Stored entries
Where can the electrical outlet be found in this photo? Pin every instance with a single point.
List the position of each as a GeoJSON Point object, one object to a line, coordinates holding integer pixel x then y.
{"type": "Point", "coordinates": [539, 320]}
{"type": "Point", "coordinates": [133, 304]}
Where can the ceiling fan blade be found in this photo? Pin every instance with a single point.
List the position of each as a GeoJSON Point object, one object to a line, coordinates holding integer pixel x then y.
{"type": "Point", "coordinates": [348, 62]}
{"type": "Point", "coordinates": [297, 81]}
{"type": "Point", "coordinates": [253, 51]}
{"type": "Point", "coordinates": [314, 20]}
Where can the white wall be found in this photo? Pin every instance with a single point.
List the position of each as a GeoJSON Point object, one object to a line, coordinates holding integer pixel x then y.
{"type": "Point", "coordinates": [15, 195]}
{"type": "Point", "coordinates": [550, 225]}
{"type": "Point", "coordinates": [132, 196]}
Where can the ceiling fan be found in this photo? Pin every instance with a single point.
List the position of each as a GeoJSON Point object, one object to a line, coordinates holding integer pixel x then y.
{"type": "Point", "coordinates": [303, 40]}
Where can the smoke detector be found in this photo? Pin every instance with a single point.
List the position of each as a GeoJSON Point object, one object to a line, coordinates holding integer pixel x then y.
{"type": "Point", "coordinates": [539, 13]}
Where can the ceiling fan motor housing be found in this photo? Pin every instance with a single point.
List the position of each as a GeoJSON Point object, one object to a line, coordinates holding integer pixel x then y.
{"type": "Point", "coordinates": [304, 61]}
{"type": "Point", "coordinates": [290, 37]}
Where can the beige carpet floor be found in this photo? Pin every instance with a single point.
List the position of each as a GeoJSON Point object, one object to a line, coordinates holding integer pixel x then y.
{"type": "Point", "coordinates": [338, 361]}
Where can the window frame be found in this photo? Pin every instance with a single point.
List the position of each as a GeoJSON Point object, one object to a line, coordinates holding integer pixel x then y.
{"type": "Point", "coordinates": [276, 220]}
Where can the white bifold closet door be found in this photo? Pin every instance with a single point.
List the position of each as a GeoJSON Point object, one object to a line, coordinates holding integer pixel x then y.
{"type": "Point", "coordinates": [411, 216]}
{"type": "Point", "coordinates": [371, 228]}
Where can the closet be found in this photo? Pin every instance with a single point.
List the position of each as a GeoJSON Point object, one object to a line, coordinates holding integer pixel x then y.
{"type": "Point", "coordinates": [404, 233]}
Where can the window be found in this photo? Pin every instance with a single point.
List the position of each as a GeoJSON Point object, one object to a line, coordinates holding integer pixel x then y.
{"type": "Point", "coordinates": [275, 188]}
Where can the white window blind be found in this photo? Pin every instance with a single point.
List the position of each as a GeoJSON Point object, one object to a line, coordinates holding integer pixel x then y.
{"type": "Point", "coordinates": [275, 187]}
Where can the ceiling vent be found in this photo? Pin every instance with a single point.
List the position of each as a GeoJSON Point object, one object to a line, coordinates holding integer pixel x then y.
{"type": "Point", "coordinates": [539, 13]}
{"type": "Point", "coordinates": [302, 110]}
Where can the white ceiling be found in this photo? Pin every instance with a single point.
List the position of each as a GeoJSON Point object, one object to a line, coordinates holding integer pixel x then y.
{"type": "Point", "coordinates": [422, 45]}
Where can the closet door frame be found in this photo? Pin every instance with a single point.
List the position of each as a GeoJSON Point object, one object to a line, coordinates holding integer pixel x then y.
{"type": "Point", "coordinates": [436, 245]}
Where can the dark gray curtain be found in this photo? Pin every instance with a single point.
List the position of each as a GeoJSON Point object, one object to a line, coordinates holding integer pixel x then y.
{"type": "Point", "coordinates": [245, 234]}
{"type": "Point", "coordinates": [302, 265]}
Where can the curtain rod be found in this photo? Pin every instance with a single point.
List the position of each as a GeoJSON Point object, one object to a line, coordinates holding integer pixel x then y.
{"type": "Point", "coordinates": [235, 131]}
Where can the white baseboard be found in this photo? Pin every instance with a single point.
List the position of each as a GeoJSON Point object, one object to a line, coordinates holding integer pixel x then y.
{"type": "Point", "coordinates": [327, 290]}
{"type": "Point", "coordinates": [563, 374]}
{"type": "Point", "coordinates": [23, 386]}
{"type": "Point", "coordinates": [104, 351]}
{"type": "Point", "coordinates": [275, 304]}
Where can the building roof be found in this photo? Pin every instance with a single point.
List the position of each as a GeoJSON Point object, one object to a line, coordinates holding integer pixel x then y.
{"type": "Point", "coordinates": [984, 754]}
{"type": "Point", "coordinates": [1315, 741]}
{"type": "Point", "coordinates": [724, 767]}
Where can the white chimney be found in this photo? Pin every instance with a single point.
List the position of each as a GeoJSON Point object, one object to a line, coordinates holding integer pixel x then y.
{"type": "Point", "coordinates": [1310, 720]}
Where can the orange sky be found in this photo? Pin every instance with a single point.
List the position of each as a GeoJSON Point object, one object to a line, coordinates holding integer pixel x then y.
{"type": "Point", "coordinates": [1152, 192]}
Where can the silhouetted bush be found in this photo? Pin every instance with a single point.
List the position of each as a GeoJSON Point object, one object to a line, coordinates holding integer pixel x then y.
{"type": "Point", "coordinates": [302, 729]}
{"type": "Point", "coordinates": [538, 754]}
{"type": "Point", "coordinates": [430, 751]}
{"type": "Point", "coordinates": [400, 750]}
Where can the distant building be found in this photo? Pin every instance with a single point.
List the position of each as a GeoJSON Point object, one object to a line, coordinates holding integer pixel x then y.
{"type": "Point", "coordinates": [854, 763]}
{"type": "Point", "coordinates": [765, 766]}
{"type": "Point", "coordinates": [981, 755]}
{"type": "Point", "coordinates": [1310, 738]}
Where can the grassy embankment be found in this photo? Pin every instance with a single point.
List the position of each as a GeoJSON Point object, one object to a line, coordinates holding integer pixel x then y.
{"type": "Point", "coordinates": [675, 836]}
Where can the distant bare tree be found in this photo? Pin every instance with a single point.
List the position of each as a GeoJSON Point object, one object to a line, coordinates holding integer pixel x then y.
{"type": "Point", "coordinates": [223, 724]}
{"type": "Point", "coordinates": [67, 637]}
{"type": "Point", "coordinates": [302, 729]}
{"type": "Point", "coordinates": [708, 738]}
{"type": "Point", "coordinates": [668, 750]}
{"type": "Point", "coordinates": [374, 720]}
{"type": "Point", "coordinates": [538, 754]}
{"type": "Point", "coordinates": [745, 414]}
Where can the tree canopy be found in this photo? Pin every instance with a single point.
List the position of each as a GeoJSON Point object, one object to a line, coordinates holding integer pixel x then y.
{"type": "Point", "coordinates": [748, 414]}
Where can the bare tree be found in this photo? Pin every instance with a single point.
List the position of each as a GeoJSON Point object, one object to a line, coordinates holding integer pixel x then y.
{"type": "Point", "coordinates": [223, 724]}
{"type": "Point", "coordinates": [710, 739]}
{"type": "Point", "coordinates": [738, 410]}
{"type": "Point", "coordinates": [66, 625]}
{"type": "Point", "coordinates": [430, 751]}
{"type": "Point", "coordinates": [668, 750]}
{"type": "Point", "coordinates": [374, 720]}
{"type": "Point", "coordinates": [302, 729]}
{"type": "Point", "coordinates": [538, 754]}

_What you will do_:
Pick out every line above that holds the word "closet" and copy it.

_Response area_:
Where can the white bifold closet door be found in this photo? Pin every instance with a single point.
Where can the closet be found in this photo? Pin every instance with a single point.
Where can the closet door frame be found in this photo? Pin every instance with a single point.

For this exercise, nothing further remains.